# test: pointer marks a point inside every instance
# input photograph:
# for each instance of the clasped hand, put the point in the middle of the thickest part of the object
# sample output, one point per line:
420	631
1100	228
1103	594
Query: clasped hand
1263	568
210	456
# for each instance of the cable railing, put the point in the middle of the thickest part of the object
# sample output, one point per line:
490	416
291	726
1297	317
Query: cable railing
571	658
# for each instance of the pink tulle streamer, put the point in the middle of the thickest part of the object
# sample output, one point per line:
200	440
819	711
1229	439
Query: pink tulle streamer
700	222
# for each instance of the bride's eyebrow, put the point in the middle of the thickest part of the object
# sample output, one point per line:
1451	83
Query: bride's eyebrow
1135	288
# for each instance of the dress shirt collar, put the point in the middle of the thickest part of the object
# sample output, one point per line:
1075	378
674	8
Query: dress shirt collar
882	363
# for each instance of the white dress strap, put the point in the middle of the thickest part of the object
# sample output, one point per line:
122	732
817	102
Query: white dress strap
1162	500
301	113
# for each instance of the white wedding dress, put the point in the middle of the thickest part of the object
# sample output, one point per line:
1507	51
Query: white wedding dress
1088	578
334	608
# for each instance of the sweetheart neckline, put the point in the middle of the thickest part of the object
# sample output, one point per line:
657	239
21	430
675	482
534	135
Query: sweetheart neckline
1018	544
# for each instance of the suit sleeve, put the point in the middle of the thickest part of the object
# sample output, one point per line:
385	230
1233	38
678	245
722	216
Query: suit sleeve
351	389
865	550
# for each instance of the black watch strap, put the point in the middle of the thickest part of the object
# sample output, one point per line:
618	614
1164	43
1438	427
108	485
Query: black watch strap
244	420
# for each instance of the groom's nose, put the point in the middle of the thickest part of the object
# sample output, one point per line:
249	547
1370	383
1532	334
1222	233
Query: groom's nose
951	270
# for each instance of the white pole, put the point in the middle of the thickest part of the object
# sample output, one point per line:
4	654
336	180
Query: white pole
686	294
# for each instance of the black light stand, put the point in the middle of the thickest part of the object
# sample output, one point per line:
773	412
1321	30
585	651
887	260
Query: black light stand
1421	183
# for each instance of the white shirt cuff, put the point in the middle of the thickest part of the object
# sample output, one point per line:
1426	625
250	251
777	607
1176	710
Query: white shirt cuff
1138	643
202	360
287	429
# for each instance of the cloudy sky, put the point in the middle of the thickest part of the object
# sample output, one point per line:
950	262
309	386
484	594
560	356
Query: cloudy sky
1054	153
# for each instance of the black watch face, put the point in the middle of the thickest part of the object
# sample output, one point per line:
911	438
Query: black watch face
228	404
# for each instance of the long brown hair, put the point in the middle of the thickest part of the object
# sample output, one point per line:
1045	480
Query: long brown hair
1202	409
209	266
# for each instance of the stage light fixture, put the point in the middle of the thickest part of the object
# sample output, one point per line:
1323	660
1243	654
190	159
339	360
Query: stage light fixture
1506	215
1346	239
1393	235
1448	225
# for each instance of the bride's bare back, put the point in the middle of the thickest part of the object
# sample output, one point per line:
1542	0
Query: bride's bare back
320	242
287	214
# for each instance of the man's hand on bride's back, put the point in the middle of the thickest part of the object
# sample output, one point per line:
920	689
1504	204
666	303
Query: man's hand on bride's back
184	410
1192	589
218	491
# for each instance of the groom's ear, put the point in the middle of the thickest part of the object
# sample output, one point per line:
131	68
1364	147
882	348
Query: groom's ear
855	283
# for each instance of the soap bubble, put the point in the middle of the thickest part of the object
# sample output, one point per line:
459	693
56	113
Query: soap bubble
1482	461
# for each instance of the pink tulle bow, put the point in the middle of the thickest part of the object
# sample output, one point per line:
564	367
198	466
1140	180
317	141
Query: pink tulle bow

- PROMPT
Copy out all the records above, substituting "widest part" for every "thickest part" and changing nothing else.

- SOLVED PROBLEM
# test: pointer marks a point inside every instance
# input photograph:
# for each instance of the clasped hand, put the point in the middle of the widest part of the object
# sample output, one point per line:
420	631
1100	228
1103	594
Query: clasped hand
1263	568
210	456
# for each instance of the cable railing, put the point in the middle of the widest part of the object
# sample output, one point per line:
490	416
291	726
1297	317
Query: cable railing
571	658
# for each instance of the pink tulle streamer, put the point in the middle of the widest part of the object
# sample output, one point per line:
200	440
819	711
1229	439
Query: pink tulle streamer
700	222
# for each instance of the bride's eyebrow, put the point in the middle of the widest part of the object
# sample output, one point per line:
1451	83
Query: bride's eyebrow
1135	288
# for each instance of the dress shirt collar, put the point in the middle of the widest part of the object
# sample output, one point per line:
1075	378
674	8
Query: dress shirt collar
882	363
# for each instance of the white dress strap, put the point in the middle of the widest part of the object
# sample output, one point per line:
122	732
817	102
Query: white dress strap
1162	500
301	113
# for each instance of the white wedding dress, put the point in the middle of the widest part of the object
# sample output, one point per line:
1507	51
Query: white wedding dress
1088	578
334	608
# for each instance of the sweetheart neckline, put the point in the middle of the widest part of the object
# sample output, one point per line:
657	239
21	430
675	482
534	135
Query: sweetheart neckline
1018	544
# for each instance of the suit sleeve, put the point in the middle of the widest part of the object
# sample output, one point per line:
385	230
1233	38
678	245
722	216
Query: suit sleeve
351	389
865	550
# for each instance of the black watch strap, put the point in the middle of the widest part of the object
# sample output, one point per line:
618	614
1164	43
1438	427
108	485
Query: black watch strap
244	420
# for each instance of the groom's nose, put the point in the middle of the widest part of the object
# sample output, one point per line:
249	547
1370	383
1532	334
1222	233
Query: groom's nose
951	270
# for each instance of the white pole, put the point in the middle of the widest part of the object
# sample output, one point per line:
4	654
336	180
Query: white pole
686	294
# for each instance of the black light stand, put the point in the middle of the widest part of the object
# sample output, one point per line:
773	412
1321	30
585	651
887	260
Query: black light stand
1421	183
# for each instance of the white shirt cuff, put the point in the middle of the widest part of the object
# sample output, one point per line:
1426	625
250	251
777	607
1176	710
Query: white shirt cuff
1138	643
202	360
287	429
# for each instance of the cloudy sky, put the point in the middle of the widest part of the object
# sample output, one point per line:
950	262
309	386
484	594
560	356
Query: cloudy sky
1054	153
# for each instance of the black watch face, put the point in the middle of the widest part of the object
# sample output, one point per line:
911	438
Query: black watch face
228	404
# for each instance of the long brown hair, put the point in the middle of the widest part of the object
# sample output, one point per line:
1045	480
Query: long brown hair
1202	409
209	266
# for each instance of the stage light fixture, put the point in the middle of the widest part of the object
# sample output, one point per line:
1323	660
1243	654
190	159
339	360
Query: stage light fixture
1506	215
1346	239
1393	235
1448	225
# for each instance of the bride's bare back, put the point in the middle of the widest part of the object
# sample output, one point per line:
1542	0
Query: bride's bare back
320	242
287	214
# for each instance of the man's hand on bride's back, put the point in the middle of the widest part of the object
# sample output, one point per line:
920	689
1504	204
666	303
Query: man's hand on bride's back
184	410
1192	589
218	491
# for each instance of the groom's ear, put the point in the middle of the widest part of the object
# sample output, one point per line:
131	68
1364	147
882	348
Query: groom's ear
855	283
# for each instance of the soap bubble, put the point in the middle of the widest part of the object
# sample output, one point per line:
459	693
56	113
Query: soap bubble
1482	461
# for each instance of the pink tulle bow, put the point in the middle of the widest part of the object
# sample output, one point per line:
564	367
198	466
1140	180
317	141
Query: pink tulle bow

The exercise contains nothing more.